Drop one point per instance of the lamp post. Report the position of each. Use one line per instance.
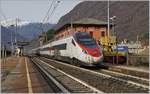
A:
(12, 44)
(114, 40)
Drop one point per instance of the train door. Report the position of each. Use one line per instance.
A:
(72, 49)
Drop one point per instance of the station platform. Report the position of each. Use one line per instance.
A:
(140, 71)
(19, 76)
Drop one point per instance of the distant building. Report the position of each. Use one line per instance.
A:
(96, 28)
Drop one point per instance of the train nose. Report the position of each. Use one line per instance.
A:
(95, 60)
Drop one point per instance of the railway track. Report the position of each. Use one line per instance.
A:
(104, 81)
(62, 82)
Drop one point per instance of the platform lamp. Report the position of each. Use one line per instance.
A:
(12, 44)
(113, 23)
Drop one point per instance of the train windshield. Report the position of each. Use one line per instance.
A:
(85, 39)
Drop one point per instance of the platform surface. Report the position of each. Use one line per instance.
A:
(20, 76)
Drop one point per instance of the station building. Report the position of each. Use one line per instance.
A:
(96, 28)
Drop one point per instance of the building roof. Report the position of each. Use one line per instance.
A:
(90, 21)
(85, 21)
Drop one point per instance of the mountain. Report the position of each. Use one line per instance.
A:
(132, 17)
(6, 34)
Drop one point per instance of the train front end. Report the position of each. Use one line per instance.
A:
(90, 51)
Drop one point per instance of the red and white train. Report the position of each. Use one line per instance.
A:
(80, 48)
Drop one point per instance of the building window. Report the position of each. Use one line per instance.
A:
(91, 33)
(103, 34)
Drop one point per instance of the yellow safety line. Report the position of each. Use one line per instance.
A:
(28, 79)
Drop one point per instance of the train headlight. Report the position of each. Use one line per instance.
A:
(84, 51)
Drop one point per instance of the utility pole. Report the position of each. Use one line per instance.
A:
(108, 19)
(16, 34)
(12, 45)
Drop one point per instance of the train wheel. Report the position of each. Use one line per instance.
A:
(75, 62)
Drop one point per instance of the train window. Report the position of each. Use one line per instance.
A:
(73, 42)
(103, 34)
(91, 33)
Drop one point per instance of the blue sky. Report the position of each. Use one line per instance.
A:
(34, 10)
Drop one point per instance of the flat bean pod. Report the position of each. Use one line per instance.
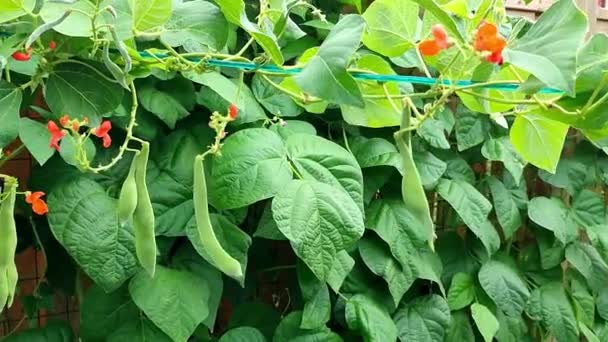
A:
(219, 257)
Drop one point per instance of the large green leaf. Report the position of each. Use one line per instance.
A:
(586, 259)
(317, 306)
(370, 319)
(552, 214)
(505, 206)
(378, 111)
(234, 11)
(83, 219)
(289, 330)
(170, 100)
(219, 92)
(327, 162)
(461, 292)
(198, 22)
(13, 9)
(253, 166)
(325, 75)
(318, 221)
(77, 90)
(485, 320)
(150, 14)
(102, 312)
(424, 319)
(472, 208)
(378, 258)
(550, 305)
(36, 137)
(391, 26)
(504, 286)
(548, 49)
(539, 140)
(501, 149)
(10, 102)
(174, 300)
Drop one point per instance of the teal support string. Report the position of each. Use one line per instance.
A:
(245, 66)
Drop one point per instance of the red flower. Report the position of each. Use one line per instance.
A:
(432, 47)
(488, 40)
(38, 204)
(102, 132)
(21, 56)
(56, 134)
(233, 111)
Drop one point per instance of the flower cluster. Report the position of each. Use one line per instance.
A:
(73, 125)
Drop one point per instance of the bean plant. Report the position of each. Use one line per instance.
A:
(303, 170)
+ + + + +
[DIRECTIONS]
Set out the material once more, exact in every line, with no images.

[SOLUTION]
Drop one point per instance of the lamp post. Report the position of each. Use one line per instance.
A:
(12, 44)
(114, 40)
Drop one point per instance of the train door. Report the position of each. Use one line per instance.
A:
(72, 49)
Drop one point per instance of the station platform. Report the position of each. Use one line per instance.
A:
(140, 71)
(19, 76)
Drop one point per instance of the distant building. Report the position of each. Use one line per instance.
A:
(96, 28)
Drop one point per instance of the train nose. Report the position of each. Use one line per instance.
A:
(95, 60)
Drop one point per instance of the railway track. Report the position of each. Use one line per instance.
A:
(104, 81)
(62, 82)
Drop one point per instance of the platform lamp. Report the position of each. Use one line per instance.
A:
(12, 44)
(113, 23)
Drop one point per instance of the train windshield. Report the position of each. Use one line per instance.
A:
(85, 39)
Drop one point per instance of the platform surface. Report the position of each. Use one line per instance.
A:
(20, 76)
Drop one point per instance of the station building. Report the position of each. Use one line per instance.
A:
(96, 28)
Drop one point per instance of the building roof. Report the position of each. Use one line per instance.
A:
(90, 21)
(85, 21)
Drop one point per instance of the mountain. Report the position of each. Use one line per instance.
A:
(132, 17)
(6, 34)
Drop one point per instance of the train front end. Report the position of each. Use one line per instance.
A:
(90, 51)
Drop one point per instance of the red and white train. Report the position of each. Use one line per instance.
A:
(80, 48)
Drop one point per instance of the building window. Report the position of each. Use one line per instance.
A:
(91, 33)
(103, 34)
Drop one point per instance of the yellow safety line. Report the position of each. Use one line per instance.
A:
(28, 79)
Drop one point per instance of the train headlight. Report the position of each. Use one line per instance.
A:
(84, 51)
Drop one point per instance of the utility pole. Report the position of each. Use one line per instance.
A:
(108, 19)
(16, 34)
(12, 45)
Drop one point per instance of the train wheel. Report the position of each. Use one line per instance.
A:
(75, 62)
Drop one point per instance of the train window. Report the position of each. Use one line per instance.
A:
(73, 42)
(103, 34)
(91, 33)
Drop one point per instance of the blue sky. Report the position of each. Use one line per instance.
A:
(34, 10)
Drop one point per instance of the flat bean pod. Report the position of each. Use one line per instance.
A:
(219, 257)
Drop one point per instance of the large green leaf. Report the position of each. Use one line per instance.
A:
(586, 259)
(317, 306)
(370, 319)
(552, 214)
(505, 206)
(378, 111)
(234, 11)
(83, 219)
(289, 330)
(170, 100)
(219, 92)
(327, 162)
(461, 292)
(198, 22)
(13, 9)
(253, 166)
(325, 75)
(318, 221)
(77, 90)
(485, 320)
(150, 14)
(102, 312)
(424, 319)
(472, 208)
(378, 258)
(550, 305)
(36, 137)
(391, 26)
(504, 286)
(548, 49)
(539, 140)
(501, 149)
(10, 102)
(174, 300)
Drop one point per instance of the teal support string. Report the position of each. Use one line per instance.
A:
(245, 66)
Drop one point per instance of the red flower. Report the position of each. Use one line per instance.
A:
(432, 47)
(488, 40)
(38, 204)
(102, 132)
(21, 56)
(56, 134)
(233, 111)
Drop one point per instance of the flower cluster. Report the position of each. Use one line per instance.
A:
(73, 125)
Drop one point per instance of the bean plant. Report the position of each. Use one line per instance.
A:
(303, 170)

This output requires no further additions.